# ASSIGNMENT A:
Do the following statements agree with the lecture notes on culture as disability? For each, answer yes or no and quote the words from the lecture notes that decide it.
(i) The notes belong to a series written for a class on the anthropology of education.
(ii) The phrase "Here comes everybody" is credited to Ray McDermott as its original author.
(iii) The argument taken from Ruth Benedict's Patterns of Culture is called one of her best-remembered.
# ASSIGNMENT B:
Carry on the lecture notes on culture as disability in the same numbered-outline style, adding one or two further points after the last one shown.
(SELECTED TEXT begins)
This is the thirteenth in a series of notes to fifteen lectures for my class ITSF5016 "Anthropology of Education"

•  Groce, Nora E. and John W. Whiting Everyone Here Spoke Sign Language.

•  Stratton, Alison " Hard of Hearing in Sweden: Educating about and for Pathology." in Anthropological perspectives on education. Edited by H. Varenne and E. Gordon, 239-260. Lewiston, NY: The Edwin Mellen Press 2008 [2007]

Here comes everybody (from Ray McDermott, quoting James Joyce)

Culture (see earlier)
as
(dis-)"ability"

  1. echoing Yeats on dancing

    From the (dis-) "abilities" of individual, separately bounded, bodies
    to
    the handicaps placed on all dancing bodies by orchestras
  2. I borrow the peculiarity/particularity distinction from de Wolfe (2014). The distinction is an elaboration on McDermott and Varenne (1997) themselves elaborating one of the least remembered argument of Ruth Benedict in Patterns of Culture that, for some, the dominant ways of the people with whom they must live are actually quite difficult for them as individual participants.
(SELECTED TEXT ends)
(GIVEN INFORMATION begins)
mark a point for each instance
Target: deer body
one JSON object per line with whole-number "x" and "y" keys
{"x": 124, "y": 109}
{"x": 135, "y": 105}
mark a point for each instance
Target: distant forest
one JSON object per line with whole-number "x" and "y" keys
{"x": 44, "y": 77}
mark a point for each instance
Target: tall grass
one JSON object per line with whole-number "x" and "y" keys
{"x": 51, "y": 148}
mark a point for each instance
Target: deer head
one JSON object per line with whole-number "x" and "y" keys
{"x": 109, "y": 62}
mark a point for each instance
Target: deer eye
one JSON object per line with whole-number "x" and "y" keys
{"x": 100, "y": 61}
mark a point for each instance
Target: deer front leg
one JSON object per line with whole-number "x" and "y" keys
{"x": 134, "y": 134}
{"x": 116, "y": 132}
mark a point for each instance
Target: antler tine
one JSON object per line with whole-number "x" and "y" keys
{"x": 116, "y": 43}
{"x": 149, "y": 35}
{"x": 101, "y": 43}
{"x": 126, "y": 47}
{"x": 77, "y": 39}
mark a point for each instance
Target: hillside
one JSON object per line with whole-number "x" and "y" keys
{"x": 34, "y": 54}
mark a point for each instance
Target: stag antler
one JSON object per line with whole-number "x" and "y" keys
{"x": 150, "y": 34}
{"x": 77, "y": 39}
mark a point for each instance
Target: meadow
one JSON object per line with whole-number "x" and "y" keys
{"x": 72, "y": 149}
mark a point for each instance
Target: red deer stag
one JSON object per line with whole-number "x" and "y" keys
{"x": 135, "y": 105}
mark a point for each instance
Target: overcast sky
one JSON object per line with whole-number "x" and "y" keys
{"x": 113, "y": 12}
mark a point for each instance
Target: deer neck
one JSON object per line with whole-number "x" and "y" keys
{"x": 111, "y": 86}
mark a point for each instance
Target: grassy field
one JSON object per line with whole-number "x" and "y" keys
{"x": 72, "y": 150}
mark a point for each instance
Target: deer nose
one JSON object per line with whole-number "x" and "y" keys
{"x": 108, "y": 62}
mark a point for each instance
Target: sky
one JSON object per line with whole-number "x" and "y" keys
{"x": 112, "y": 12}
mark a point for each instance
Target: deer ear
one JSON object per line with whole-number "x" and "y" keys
(GIVEN INFORMATION ends)
(GIVEN INFORMATION begins)
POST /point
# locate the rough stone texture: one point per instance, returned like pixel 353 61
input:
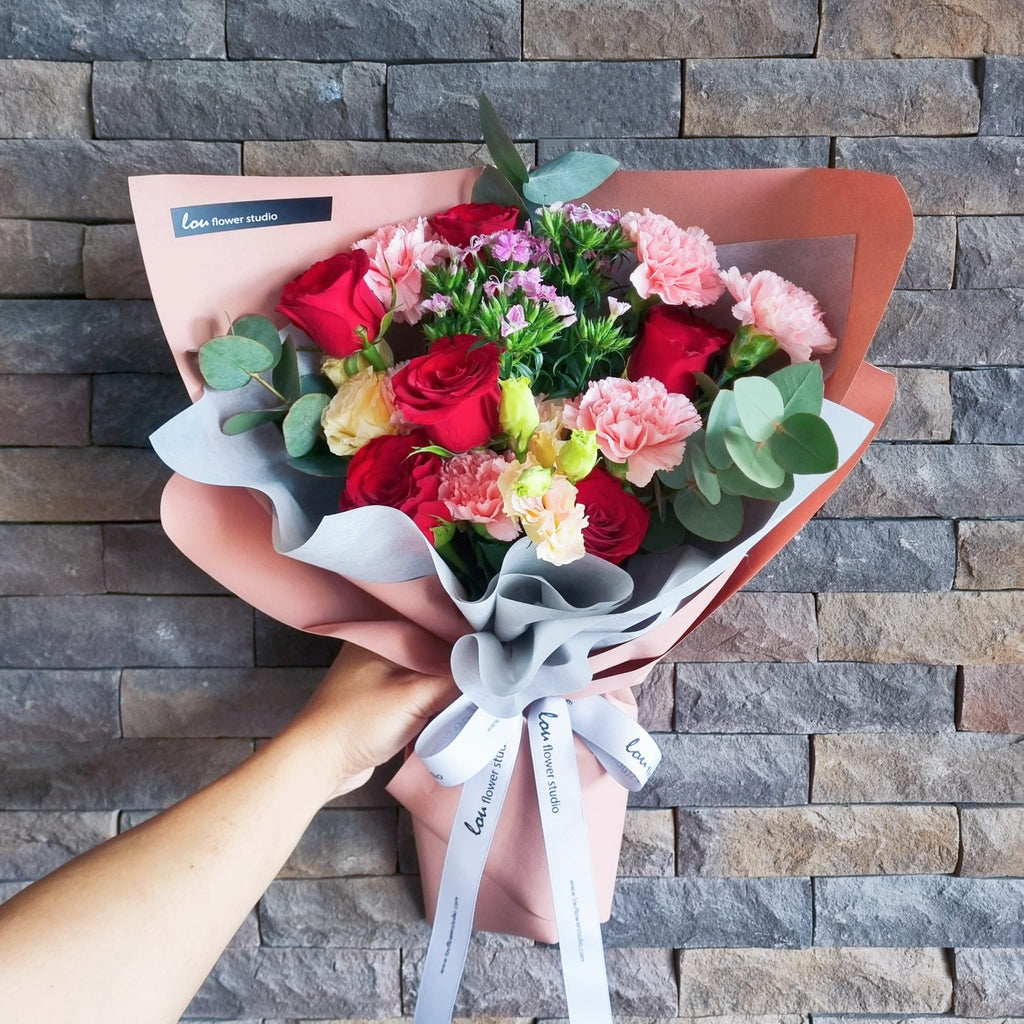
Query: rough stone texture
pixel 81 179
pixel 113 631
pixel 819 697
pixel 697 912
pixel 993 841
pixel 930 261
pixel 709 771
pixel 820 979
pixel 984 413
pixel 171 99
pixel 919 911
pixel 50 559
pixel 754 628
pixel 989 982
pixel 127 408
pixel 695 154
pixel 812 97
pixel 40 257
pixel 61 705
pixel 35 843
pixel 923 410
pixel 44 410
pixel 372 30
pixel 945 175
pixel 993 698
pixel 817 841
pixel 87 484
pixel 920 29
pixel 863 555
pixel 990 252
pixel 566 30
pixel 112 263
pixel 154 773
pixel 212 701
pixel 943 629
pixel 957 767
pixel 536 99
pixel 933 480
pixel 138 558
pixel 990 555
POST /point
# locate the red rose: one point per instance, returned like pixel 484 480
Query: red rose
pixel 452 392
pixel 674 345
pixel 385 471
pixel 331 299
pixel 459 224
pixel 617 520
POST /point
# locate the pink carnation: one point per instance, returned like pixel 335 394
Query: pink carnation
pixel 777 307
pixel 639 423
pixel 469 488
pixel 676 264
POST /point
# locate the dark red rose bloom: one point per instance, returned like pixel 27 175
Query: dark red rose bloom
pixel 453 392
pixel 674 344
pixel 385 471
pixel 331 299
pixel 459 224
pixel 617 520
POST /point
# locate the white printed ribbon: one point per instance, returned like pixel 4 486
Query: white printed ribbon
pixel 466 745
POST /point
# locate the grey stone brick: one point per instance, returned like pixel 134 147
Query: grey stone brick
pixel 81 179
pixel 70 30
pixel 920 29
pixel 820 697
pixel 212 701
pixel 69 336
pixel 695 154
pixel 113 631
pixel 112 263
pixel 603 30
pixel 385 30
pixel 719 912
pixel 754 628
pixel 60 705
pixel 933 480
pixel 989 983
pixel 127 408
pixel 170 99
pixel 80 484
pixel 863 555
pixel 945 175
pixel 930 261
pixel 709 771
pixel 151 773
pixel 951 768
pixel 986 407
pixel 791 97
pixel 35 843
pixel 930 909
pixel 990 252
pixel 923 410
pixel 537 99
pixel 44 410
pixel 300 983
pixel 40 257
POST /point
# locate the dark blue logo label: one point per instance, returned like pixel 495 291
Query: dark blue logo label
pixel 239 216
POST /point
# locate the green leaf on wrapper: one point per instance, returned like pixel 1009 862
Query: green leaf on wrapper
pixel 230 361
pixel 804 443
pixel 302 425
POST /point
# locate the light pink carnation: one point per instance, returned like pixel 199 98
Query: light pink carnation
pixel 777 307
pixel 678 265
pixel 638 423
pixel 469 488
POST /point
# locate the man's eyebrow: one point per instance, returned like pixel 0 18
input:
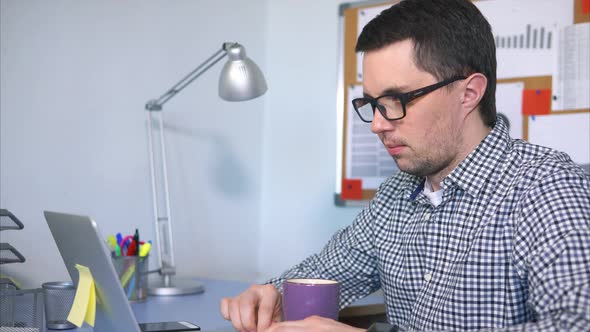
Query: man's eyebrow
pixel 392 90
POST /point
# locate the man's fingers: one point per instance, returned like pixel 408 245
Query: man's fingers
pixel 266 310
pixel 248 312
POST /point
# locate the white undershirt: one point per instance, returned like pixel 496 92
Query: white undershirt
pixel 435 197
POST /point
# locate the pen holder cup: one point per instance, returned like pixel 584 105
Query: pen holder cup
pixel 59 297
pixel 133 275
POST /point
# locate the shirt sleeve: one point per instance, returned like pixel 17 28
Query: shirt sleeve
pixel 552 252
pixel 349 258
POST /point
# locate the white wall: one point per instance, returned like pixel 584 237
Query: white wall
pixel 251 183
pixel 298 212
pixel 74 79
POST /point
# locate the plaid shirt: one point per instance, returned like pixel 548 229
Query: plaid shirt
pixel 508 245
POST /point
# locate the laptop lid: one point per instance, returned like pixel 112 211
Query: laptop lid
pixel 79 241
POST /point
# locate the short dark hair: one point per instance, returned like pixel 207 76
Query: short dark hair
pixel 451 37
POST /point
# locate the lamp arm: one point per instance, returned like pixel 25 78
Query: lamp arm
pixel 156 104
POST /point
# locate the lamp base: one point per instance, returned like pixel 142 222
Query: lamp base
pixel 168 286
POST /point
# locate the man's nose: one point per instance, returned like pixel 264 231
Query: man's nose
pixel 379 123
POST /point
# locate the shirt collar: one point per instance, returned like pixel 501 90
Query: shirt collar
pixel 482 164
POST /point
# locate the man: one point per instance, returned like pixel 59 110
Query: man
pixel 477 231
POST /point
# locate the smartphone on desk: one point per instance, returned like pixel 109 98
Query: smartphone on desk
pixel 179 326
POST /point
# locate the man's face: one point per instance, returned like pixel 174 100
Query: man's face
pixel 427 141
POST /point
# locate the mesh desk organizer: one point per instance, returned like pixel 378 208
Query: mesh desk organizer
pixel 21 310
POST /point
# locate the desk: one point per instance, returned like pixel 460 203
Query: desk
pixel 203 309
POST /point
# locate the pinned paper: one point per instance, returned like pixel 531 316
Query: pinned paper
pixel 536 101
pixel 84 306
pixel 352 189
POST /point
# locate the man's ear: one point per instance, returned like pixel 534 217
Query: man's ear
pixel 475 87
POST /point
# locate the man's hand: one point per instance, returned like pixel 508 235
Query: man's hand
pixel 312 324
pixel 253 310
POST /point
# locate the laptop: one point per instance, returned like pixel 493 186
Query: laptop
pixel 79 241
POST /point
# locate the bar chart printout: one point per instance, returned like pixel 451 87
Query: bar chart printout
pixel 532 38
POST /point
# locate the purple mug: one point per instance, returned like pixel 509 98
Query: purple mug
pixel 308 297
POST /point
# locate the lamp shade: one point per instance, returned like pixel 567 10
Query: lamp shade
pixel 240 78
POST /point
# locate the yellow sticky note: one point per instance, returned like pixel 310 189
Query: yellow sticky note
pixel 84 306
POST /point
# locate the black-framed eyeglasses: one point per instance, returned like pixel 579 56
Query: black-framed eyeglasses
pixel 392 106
(GIVEN INFORMATION ends)
# TASK OUTPUT A:
(i) Yes: "This is the thirteenth in a series of notes to fifteen lectures for my class ITSF5016 "Anthropology of Education""
(ii) No: "(from Ray McDermott, quoting James Joyce)"
(iii) No: "one of the least remembered argument of Ruth Benedict in Patterns of Culture"

# TASK OUTPUT B:
    on the body, its affordances and its peculiar transformations: finding out what to do with (getting educated about) bodies differently peculiar from one's own, or from the constructions designed for particular (standardized) bodies.
    1. young bodies and their varieties
    2. sick bodies and their varieties
    3. aging bodies and their varieties
  3. on the elaboration of the body and the placing of handicaps on some bodies
    1. for example: lower back pain (Walkley 2008)
      1. the organization of health (what is what doctor and what can each do? what doctor/hospital to use when? insurance)
      2. pre-diagnosis (what is it I feel? given what I feel and a need for help, where do I go?)
      3. talking the symptoms
      4. conversing with doctors, nurses, etc.
    2. and more generally all that has been caught by modern medicine
      1. including "diseases"
      2. but also all sorts of matters that could also be considered as part of "normal" development and "aging"
        1. changes in the properties ("abilities") of the body
          1. giving birth
          2. mobility
          3. vision
          4. hearing
          5. dying?
    3. another example: hearing loss: Stratton on hearing aids in Sweden (technology to which should be added the human "aides" who mediate the technology, from those who design it, to those who diagnose, fit, fund, etc. the technologies)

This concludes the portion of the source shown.